> Stored records
--------

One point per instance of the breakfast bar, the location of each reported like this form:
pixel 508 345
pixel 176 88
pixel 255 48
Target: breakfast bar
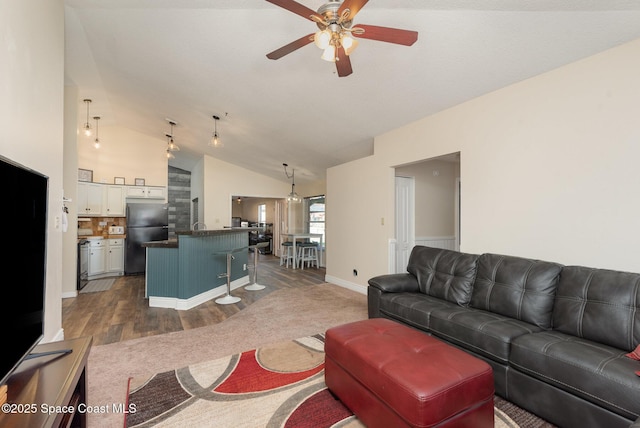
pixel 185 272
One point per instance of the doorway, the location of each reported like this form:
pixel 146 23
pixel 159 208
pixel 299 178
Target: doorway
pixel 434 213
pixel 405 221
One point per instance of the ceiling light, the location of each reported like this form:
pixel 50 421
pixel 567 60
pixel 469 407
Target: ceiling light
pixel 96 142
pixel 171 145
pixel 215 138
pixel 87 126
pixel 293 196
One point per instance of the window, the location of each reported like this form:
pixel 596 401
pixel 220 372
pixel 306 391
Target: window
pixel 316 215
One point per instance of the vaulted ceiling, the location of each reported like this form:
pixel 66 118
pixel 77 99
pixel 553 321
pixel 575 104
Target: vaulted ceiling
pixel 143 61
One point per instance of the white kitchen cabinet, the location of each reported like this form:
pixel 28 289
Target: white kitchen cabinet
pixel 113 201
pixel 146 192
pixel 97 261
pixel 115 256
pixel 89 199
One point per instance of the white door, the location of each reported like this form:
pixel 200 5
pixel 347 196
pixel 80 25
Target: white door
pixel 405 221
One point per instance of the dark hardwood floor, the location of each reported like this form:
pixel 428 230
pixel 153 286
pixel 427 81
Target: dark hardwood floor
pixel 123 313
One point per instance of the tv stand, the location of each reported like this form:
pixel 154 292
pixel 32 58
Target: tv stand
pixel 46 391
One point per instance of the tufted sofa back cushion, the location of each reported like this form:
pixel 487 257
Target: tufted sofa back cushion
pixel 445 274
pixel 516 287
pixel 599 305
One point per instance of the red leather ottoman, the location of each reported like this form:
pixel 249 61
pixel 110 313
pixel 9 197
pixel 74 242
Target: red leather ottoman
pixel 391 375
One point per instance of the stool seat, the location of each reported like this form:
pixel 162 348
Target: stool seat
pixel 308 253
pixel 286 254
pixel 228 298
pixel 256 250
pixel 391 375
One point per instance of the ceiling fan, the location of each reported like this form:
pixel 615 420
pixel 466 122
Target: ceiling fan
pixel 337 33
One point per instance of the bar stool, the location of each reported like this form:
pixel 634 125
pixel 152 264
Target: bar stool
pixel 286 254
pixel 256 250
pixel 228 299
pixel 308 254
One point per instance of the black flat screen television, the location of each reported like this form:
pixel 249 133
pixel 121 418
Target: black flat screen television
pixel 23 264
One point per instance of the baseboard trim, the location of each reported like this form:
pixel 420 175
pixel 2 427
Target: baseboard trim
pixel 192 302
pixel 346 284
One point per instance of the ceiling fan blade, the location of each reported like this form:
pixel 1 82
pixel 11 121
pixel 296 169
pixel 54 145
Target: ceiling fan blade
pixel 287 49
pixel 298 9
pixel 386 34
pixel 353 5
pixel 343 63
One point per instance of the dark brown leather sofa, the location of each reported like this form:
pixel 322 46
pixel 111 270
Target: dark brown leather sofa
pixel 556 336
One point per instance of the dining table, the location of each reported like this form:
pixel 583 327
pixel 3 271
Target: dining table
pixel 294 237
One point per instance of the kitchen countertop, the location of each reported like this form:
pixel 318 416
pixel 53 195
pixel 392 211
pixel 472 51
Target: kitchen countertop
pixel 102 236
pixel 173 243
pixel 209 232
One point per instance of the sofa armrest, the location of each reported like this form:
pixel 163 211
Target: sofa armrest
pixel 395 283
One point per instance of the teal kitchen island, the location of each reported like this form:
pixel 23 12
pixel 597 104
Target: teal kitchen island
pixel 185 272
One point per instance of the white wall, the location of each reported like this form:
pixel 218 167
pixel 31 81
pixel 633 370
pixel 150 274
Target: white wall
pixel 31 107
pixel 548 170
pixel 223 180
pixel 124 153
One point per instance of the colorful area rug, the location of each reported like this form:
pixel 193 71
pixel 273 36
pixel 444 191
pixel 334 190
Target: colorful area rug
pixel 281 385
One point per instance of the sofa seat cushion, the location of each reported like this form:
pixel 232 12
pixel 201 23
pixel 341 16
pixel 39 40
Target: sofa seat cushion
pixel 446 274
pixel 411 308
pixel 516 287
pixel 599 305
pixel 482 332
pixel 598 373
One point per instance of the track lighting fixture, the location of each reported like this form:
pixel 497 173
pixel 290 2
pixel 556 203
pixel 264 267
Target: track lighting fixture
pixel 293 196
pixel 215 138
pixel 96 142
pixel 87 126
pixel 171 145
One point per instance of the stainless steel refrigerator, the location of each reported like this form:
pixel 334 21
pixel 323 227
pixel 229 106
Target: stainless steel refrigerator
pixel 145 223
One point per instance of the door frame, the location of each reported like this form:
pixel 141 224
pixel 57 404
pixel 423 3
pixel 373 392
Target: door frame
pixel 404 221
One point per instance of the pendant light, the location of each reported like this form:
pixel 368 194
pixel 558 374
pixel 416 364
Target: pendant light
pixel 171 145
pixel 96 142
pixel 293 196
pixel 215 139
pixel 87 126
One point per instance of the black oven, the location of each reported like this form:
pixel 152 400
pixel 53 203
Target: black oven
pixel 83 263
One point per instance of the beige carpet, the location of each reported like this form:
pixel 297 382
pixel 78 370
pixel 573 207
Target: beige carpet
pixel 282 315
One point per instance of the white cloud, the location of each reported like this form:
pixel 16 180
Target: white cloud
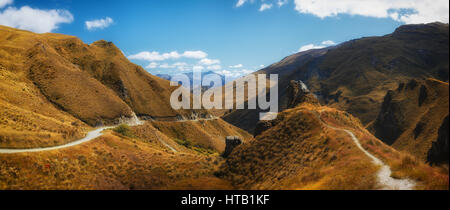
pixel 36 20
pixel 156 56
pixel 406 11
pixel 195 54
pixel 265 7
pixel 237 66
pixel 208 62
pixel 234 74
pixel 99 24
pixel 214 67
pixel 280 3
pixel 240 3
pixel 328 43
pixel 310 47
pixel 152 65
pixel 3 3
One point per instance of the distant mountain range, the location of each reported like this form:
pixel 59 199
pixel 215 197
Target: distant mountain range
pixel 191 78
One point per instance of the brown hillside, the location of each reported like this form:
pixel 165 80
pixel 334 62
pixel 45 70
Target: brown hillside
pixel 95 83
pixel 298 152
pixel 411 116
pixel 355 76
pixel 52 84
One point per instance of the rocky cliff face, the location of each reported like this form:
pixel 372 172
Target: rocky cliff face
pixel 355 75
pixel 231 142
pixel 298 93
pixel 411 117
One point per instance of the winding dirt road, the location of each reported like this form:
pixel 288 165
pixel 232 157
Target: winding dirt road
pixel 89 137
pixel 384 174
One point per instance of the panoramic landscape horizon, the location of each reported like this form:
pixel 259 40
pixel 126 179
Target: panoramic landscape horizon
pixel 224 95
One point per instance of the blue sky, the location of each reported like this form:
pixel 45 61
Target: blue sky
pixel 229 36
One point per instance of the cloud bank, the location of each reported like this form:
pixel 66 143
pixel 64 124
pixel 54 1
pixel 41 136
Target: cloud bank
pixel 99 24
pixel 406 11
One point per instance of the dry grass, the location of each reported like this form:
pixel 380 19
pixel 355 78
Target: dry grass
pixel 300 153
pixel 208 133
pixel 111 162
pixel 403 165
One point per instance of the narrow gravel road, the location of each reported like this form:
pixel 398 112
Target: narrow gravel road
pixel 384 174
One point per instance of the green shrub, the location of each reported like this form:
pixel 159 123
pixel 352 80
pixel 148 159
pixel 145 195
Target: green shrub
pixel 196 147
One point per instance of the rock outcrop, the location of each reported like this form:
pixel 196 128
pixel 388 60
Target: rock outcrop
pixel 439 150
pixel 411 119
pixel 299 93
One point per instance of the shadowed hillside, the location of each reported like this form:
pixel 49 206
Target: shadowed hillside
pixel 54 86
pixel 299 151
pixel 411 116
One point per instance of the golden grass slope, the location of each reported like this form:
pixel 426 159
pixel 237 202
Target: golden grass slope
pixel 113 161
pixel 95 83
pixel 412 114
pixel 300 153
pixel 209 134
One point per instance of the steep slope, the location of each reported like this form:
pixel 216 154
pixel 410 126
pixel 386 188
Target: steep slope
pixel 310 147
pixel 114 162
pixel 411 116
pixel 355 76
pixel 54 86
pixel 83 79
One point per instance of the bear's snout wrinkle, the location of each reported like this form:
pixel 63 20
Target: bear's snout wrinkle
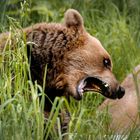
pixel 120 92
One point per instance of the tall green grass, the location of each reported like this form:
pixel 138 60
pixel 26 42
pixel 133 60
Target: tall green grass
pixel 115 23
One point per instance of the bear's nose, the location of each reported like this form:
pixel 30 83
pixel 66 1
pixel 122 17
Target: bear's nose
pixel 120 92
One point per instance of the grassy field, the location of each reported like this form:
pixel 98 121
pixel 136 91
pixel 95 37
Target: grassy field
pixel 114 23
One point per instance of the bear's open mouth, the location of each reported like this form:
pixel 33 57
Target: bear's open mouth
pixel 95 84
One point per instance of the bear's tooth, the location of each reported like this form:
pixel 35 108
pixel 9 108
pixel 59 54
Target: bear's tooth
pixel 106 85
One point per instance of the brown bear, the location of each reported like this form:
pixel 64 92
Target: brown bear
pixel 125 112
pixel 76 61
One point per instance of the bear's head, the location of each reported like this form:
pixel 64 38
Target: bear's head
pixel 76 61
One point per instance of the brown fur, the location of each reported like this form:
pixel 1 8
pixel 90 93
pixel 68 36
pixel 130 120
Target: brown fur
pixel 124 112
pixel 70 54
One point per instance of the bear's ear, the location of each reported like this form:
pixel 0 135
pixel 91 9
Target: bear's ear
pixel 73 19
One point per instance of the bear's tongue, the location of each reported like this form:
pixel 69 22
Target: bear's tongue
pixel 92 84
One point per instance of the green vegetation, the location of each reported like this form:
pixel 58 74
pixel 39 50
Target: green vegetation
pixel 114 23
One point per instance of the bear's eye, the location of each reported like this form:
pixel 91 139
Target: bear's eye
pixel 107 63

--------

> What to do
Reproduce only the lines running from the one that contains "One point per instance of the tall" to the last line of the records.

> Exercise response
One point per instance of the tall green grass, the location of each reported like this form:
pixel 138 60
pixel 26 42
pixel 133 60
Target: tall green grass
pixel 115 23
One point per instance of the bear's nose, the location of each reported like this form:
pixel 30 83
pixel 66 1
pixel 122 17
Target: bear's nose
pixel 120 92
One point per instance of the grassy field, the location of each reported like this form:
pixel 98 121
pixel 136 91
pixel 95 37
Target: grassy field
pixel 114 23
One point per instance of the bear's open mouth, the location of each reported like this form:
pixel 33 57
Target: bear's open mouth
pixel 95 84
One point per instance of the bear's tooth, the location of each reported like this form:
pixel 35 108
pixel 9 108
pixel 59 54
Target: bear's tooth
pixel 106 85
One point per instance of the brown bear, the location of each reported like this form:
pixel 64 92
Target: brown bear
pixel 125 112
pixel 76 61
One point per instance of the bear's head, the location of each reported like this form:
pixel 64 38
Target: bear's head
pixel 76 61
One point per instance of the brown fur, the location of each reported like this form:
pixel 1 8
pixel 90 93
pixel 68 36
pixel 130 120
Target: brown fur
pixel 124 112
pixel 70 54
One point per instance of the bear's ear, the location of each reported like this form:
pixel 0 135
pixel 91 9
Target: bear's ear
pixel 73 19
One point per instance of the bear's tongue, the location of each reported like this form:
pixel 69 22
Target: bear's tongue
pixel 92 84
One point per instance of the green vegetation, the location of each reported like this form:
pixel 58 74
pixel 39 50
Target: green vegetation
pixel 114 23
One point per instance of the bear's eye, the location of each reported like this form:
pixel 91 139
Target: bear's eye
pixel 107 63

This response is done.